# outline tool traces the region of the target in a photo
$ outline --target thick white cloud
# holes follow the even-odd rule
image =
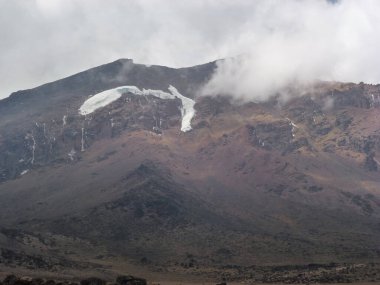
[[[118,58],[220,64],[208,93],[261,99],[289,81],[380,82],[380,2],[0,0],[0,98]]]
[[[205,94],[264,100],[315,79],[380,83],[380,1],[259,1]],[[256,2],[258,3],[258,2]]]

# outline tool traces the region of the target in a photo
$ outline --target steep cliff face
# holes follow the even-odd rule
[[[5,256],[49,270],[379,261],[380,86],[236,104],[197,96],[214,68],[119,60],[0,101]],[[80,113],[120,86],[134,87]]]

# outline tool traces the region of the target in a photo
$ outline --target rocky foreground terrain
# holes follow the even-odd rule
[[[3,281],[4,285],[106,285],[107,281],[98,277],[90,277],[76,282],[74,280],[53,280],[32,277],[17,277],[13,274],[7,275]],[[110,282],[108,282],[110,283]],[[131,275],[121,275],[116,278],[115,285],[146,285],[147,281],[143,278],[134,277]]]
[[[215,68],[118,60],[1,100],[0,268],[378,280],[380,86],[199,96]],[[126,85],[174,86],[191,129],[179,98],[126,91],[79,112]]]
[[[308,264],[293,266],[252,266],[237,267],[225,266],[220,271],[202,275],[203,282],[211,283],[221,280],[218,284],[335,284],[335,283],[360,283],[377,284],[380,282],[380,265],[379,264]],[[198,273],[199,272],[195,272]],[[196,274],[195,274],[196,276]],[[70,279],[49,279],[40,277],[17,277],[7,275],[2,285],[147,285],[147,284],[165,284],[165,281],[146,280],[144,278],[134,277],[131,275],[118,276],[116,282],[110,279],[99,277],[90,277],[79,280],[78,277]],[[198,280],[198,279],[195,279]],[[191,283],[192,278],[185,279],[184,283]],[[177,281],[181,282],[181,281]],[[194,282],[194,279],[193,279]],[[170,283],[170,281],[168,282]],[[197,283],[197,281],[195,281]],[[200,281],[198,281],[200,283]],[[212,283],[211,283],[212,284]],[[215,283],[214,283],[215,284]]]

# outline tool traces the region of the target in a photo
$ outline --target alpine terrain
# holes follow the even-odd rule
[[[380,85],[200,96],[216,66],[120,59],[1,100],[1,271],[379,280]]]

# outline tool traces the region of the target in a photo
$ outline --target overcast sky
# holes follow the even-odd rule
[[[0,98],[118,58],[241,55],[206,88],[240,98],[292,80],[380,82],[379,15],[378,0],[0,0]]]

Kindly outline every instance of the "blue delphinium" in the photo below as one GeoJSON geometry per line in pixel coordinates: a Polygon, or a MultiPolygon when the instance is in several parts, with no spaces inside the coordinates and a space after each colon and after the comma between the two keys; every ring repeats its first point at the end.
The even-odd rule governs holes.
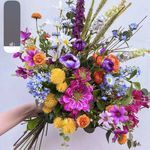
{"type": "Polygon", "coordinates": [[[136,71],[136,77],[141,74],[141,70],[136,66],[126,66],[125,68],[120,67],[120,76],[122,78],[128,78],[134,71],[136,71]]]}
{"type": "Polygon", "coordinates": [[[115,82],[115,91],[117,93],[117,97],[122,97],[126,95],[128,86],[125,80],[122,77],[118,77],[115,82]]]}
{"type": "Polygon", "coordinates": [[[49,73],[38,73],[27,83],[29,93],[37,100],[45,100],[46,96],[50,93],[50,89],[43,87],[43,82],[50,82],[49,73]]]}

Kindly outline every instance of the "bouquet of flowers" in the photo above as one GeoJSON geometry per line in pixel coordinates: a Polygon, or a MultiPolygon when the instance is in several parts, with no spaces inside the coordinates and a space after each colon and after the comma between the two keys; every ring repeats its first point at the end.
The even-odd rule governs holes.
{"type": "Polygon", "coordinates": [[[147,49],[131,50],[128,44],[146,17],[106,37],[109,27],[131,5],[121,0],[100,16],[106,2],[101,0],[94,11],[91,0],[85,15],[84,0],[66,0],[52,33],[44,30],[49,21],[39,25],[40,13],[32,14],[36,37],[28,29],[21,31],[22,49],[13,57],[23,66],[17,68],[16,76],[28,79],[29,93],[42,113],[25,120],[27,129],[14,149],[41,147],[48,124],[59,129],[63,145],[78,128],[88,133],[102,128],[108,141],[111,136],[112,142],[127,143],[129,148],[140,145],[132,132],[139,123],[138,112],[149,108],[149,92],[132,80],[140,75],[139,67],[121,64],[150,53],[147,49]]]}

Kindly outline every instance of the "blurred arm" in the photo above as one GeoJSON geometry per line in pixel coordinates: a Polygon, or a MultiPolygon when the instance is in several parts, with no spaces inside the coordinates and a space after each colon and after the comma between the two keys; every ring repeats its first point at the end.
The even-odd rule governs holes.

§ Work order
The records above are to be transcribed in full, with images omitted.

§ Reply
# outline tool traces the region of the target in a photo
$ outline --target thick white cloud
# holes follow the even-odd rule
image =
[[[118,58],[220,64],[208,93],[261,99],[289,81],[380,82],[380,2],[0,0],[0,98]]]
[[[205,94],[264,100],[315,79],[380,83],[380,1],[259,1]],[[256,2],[258,3],[258,2]]]

# outline tool traces the region of the target in a photo
$ outline --target steep cliff face
# holes follow the even-odd rule
[[[5,256],[49,270],[379,261],[380,86],[236,104],[197,96],[214,68],[119,60],[0,101]],[[80,113],[120,86],[134,87]]]

# outline tool traces the region of the target in a photo
$ outline --target rocky foreground terrain
# holes follow the even-odd rule
[[[3,281],[4,285],[106,285],[107,281],[98,277],[90,277],[76,282],[74,280],[53,280],[32,277],[17,277],[13,274],[7,275]],[[110,282],[108,282],[110,283]],[[131,275],[121,275],[116,278],[115,285],[146,285],[147,281],[143,278],[134,277]]]
[[[215,68],[118,60],[1,100],[0,268],[378,280],[380,86],[199,96]],[[126,85],[174,86],[191,129],[179,98],[126,91],[79,112]]]
[[[308,264],[293,266],[252,266],[237,267],[225,266],[220,271],[202,275],[203,282],[211,283],[221,280],[218,284],[335,284],[335,283],[360,283],[377,284],[380,282],[380,265],[379,264]],[[198,273],[199,272],[195,272]],[[196,274],[195,274],[196,276]],[[70,279],[49,279],[40,277],[17,277],[7,275],[2,285],[147,285],[147,284],[165,284],[165,281],[146,280],[144,278],[134,277],[131,275],[118,276],[116,282],[110,279],[99,277],[90,277],[79,280],[78,277]],[[198,280],[198,279],[195,279]],[[191,283],[192,278],[185,279],[184,283]],[[177,281],[181,282],[181,281]],[[194,282],[194,279],[193,279]],[[170,283],[170,281],[168,282]],[[197,283],[197,281],[195,281]],[[200,281],[198,281],[200,283]],[[212,283],[211,283],[212,284]],[[215,283],[214,283],[215,284]]]

# outline tool traces the region of the target in a photo
$ outline --target alpine terrain
# holes follow the even-odd rule
[[[380,85],[200,96],[216,66],[120,59],[1,100],[1,271],[379,280]]]

# outline tool traces the region of the target in a photo
$ outline --target overcast sky
# holes follow the even-odd rule
[[[0,98],[118,58],[241,55],[206,88],[240,98],[292,80],[380,82],[379,15],[378,0],[0,0]]]

Kindly outline every instance of the "blue delphinium" in the photo below as one GeoJSON geometry per line in pixel coordinates: a Polygon, or a MultiPolygon when the instance is in several parts, with no spaces inside the coordinates and a space after each colon and after the comma between the two keys; every ring repeats its first point at the end.
The even-odd rule governs holes.
{"type": "Polygon", "coordinates": [[[136,71],[136,77],[141,74],[141,70],[136,66],[126,66],[125,68],[120,67],[120,76],[122,78],[128,78],[134,71],[136,71]]]}
{"type": "Polygon", "coordinates": [[[115,82],[115,91],[117,93],[117,97],[122,97],[126,95],[128,86],[125,80],[122,77],[118,77],[115,82]]]}
{"type": "Polygon", "coordinates": [[[49,73],[38,73],[27,83],[29,93],[37,100],[45,100],[46,96],[50,93],[50,89],[43,87],[43,82],[50,82],[49,73]]]}

Kindly outline every instance of the "bouquet of flowers" in the photo above as one GeoJSON geometry per line in pixel coordinates: a Polygon, or a MultiPolygon when the instance is in several parts, with no spaces inside the coordinates and a space after each colon and after the comma between the two keys; every ring repeats its first point at the end.
The even-odd rule governs holes.
{"type": "Polygon", "coordinates": [[[147,49],[131,50],[128,44],[146,17],[106,37],[109,27],[131,5],[121,0],[100,16],[106,2],[101,0],[94,11],[91,0],[85,15],[84,0],[66,0],[52,33],[44,30],[49,21],[39,25],[40,13],[32,14],[36,37],[28,29],[21,31],[22,49],[13,57],[23,66],[17,68],[16,76],[28,79],[29,93],[42,113],[25,120],[27,129],[14,149],[41,147],[48,124],[59,129],[63,145],[78,128],[88,133],[102,128],[108,141],[111,136],[112,142],[127,143],[129,148],[140,145],[132,132],[139,123],[138,112],[149,108],[149,92],[132,80],[140,75],[139,67],[121,64],[150,53],[147,49]]]}

Kindly outline every instance of the "blurred arm" in the photo above as one GeoJSON geometry per line in pixel coordinates: a Polygon, or a MultiPolygon when the instance is in several parts, with no spaces inside the coordinates and a space after each colon and after the comma between the two keys; every ring repeats its first point at the end.
The even-odd rule governs holes.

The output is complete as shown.